■ **SELECTED TEXT**:
------
17. In April 2013, the Commission published the results of Investigation No. 1205-10 pursuant to section 1205 of the 1988 Act (Recommendationto Modify Chapter29, 3037, and 85 of the Harmonized Tariff Schedule of the United StatesUSITC Publication 4392 (corrected August 2013)), recommending specific changes to the HTS. Each of these recommended modifications would have little or no economic effect on any industry in the United States. On August 2, 2013, this report was transmitted to the Congress. The report and layover requirements of section 1206(b) of the 1988 Act (19 U.S.C. 3006(b)), were satisfied as of December 18, 2013.

18. Section 1206(a) of the 1988 Act (19 U.S.C. 3006(a)), authorizes the President to proclaim modifications to the HTS based on recommendations made by the Commission pursuant to section 1205 of the 1988 Act, if he determines that the modifications are in conformity with United States obligations under the Convention and do not run counter to the national economic interest of the United States. I have determined that the modifications to the HTS recommended in USITC Publication 4392, as set forth in Annex II to this proclamation, are in conformity with United States obligations under the Convention and do not run counter to the national economic interest of the United States.

19. Presidential Proclamation 8039 of July 27, 2006, implemented the United States-Bahrain Free Trade Agreement (USBFTA). The proclamation implemented, pursuant to section 201 of the United States-Bahrain Free Trade Agreement Implementation Act (the "USBFTA Act") (19 U.S.C. 3805 note), the staged reductions in rates of duty that the President determined to be necessary or appropriate to carry out or apply certain provisions of the USBFTA, including Article 3.2.8. That proclamation incorporated by reference Publication 3830 of the U.S. International Trade Commission, entitled Modifications to the Harmonized Tariff Schedule of the United States to Implement the United States-Bahrain Free Trade Agreement. Annex I of Publication 3830 included a technical error that affected the tariff treatment of goods under heading 9914.99.20 after December 31, 2015. I have determined that modifications to the HTS pursuant to section 201(a) of the USBTFA Act are necessary to correct this error.

20. Section 604 of the 1974 Act (19 U.S.C. 2483), authorizes the President to embody in the HTS the substance of the relevant provisions of that Act, and of other acts affecting import treatment, and actions thereunder, including the removal, modification, continuance, or imposition of any rate of duty or other import restriction.
NOW, THEREFORE, I, BARACK OBAMA, President of the United States of America, by virtue of the authority vested in me by the Constitution and the laws of the United States of America, including but not limited to section 506A(a)(1) of the 1974 Act, section 506A(a)(3) of the 1974 Act, section 4(b) of the USIFTA Act, section 1206(a) of the 1988 Act, section 201(a) of the USBFTA Act, and section 604 of the 1974 Act, do proclaim that:

(1) Guinea-Bissau is designated as a beneficiary sub-Saharan African country.
------
■ **RECORDED INFORMATION**:

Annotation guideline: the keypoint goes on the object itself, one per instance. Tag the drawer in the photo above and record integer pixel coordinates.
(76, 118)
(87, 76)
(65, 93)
------
■ **JOB 1**: Repeat the stretch of the trade proclamation from "NOW, THEREFORE, I, BARACK" through "sub-Saharan African country.", switching "proclaim" to "declare".
■ **JOB 2**: According to the trade proclamation, why does the President determine that modifications to the HTS under section 201(a) of the USBFTA Act are necessary? Answer in one to three sentences.
■ **JOB 3**: In the trade proclamation, on what date was the report for Investigation No. 1205-10 transmitted to the Congress?

■ **FULL OUTPUT 1**:
NOW, THEREFORE, I, BARACK OBAMA, President of the United States of America, by virtue of the authority vested in me by the Constitution and the laws of the United States of America, including but not limited to section 506A(a)(1) of the 1974 Act, section 506A(a)(3) of the 1974 Act, section 4(b) of the USIFTA Act, section 1206(a) of the 1988 Act, section 201(a) of the USBFTA Act, and section 604 of the 1974 Act, do declare that:

(1) Guinea-Bissau is designated as a beneficiary sub-Saharan African country.

■ **FULL OUTPUT 2**: They are necessary to correct a technical error in Annex I of Publication 3830, the publication incorporated by reference in Proclamation 8039. The error affected the tariff treatment of goods under heading 9914.99.20 after December 31, 2015.

■ **FULL OUTPUT 3**: August 2, 2013.